» TASK TO COMPLETE:
Show each of the lines below that contains the word "water", reproducing every such line in full and without alteration.

» DATA SUPPLIED:
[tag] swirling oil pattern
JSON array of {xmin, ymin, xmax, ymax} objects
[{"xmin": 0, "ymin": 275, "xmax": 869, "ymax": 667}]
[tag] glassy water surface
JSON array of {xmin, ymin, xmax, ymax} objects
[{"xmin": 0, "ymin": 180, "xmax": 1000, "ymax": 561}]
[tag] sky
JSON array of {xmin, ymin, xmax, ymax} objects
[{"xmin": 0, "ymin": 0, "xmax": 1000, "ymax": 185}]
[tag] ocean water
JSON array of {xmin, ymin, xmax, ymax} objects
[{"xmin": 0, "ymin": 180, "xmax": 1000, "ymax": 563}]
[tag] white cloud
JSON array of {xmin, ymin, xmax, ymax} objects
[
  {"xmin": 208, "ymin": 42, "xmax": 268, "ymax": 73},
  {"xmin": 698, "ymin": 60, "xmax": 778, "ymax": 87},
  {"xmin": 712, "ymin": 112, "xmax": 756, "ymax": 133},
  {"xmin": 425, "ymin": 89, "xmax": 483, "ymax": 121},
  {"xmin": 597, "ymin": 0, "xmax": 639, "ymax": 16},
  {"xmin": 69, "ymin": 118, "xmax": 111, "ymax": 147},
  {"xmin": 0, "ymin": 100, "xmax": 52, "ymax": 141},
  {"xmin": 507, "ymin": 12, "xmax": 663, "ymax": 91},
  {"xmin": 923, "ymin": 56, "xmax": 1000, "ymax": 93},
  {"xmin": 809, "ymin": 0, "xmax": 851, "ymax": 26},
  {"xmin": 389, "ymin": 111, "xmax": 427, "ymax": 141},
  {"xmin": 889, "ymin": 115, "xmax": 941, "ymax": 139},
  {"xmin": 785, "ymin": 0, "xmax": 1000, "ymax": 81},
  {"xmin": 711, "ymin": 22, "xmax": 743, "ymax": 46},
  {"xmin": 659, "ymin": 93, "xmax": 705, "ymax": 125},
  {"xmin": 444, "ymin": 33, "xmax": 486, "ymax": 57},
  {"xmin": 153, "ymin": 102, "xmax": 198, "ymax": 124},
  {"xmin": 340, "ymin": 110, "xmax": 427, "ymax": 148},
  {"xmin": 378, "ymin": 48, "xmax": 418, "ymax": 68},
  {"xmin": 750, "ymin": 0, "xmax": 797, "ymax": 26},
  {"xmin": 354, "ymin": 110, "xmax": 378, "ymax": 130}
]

» SOLUTION TO THIS EXERCISE:
[tag] glassy water surface
[tag] ocean water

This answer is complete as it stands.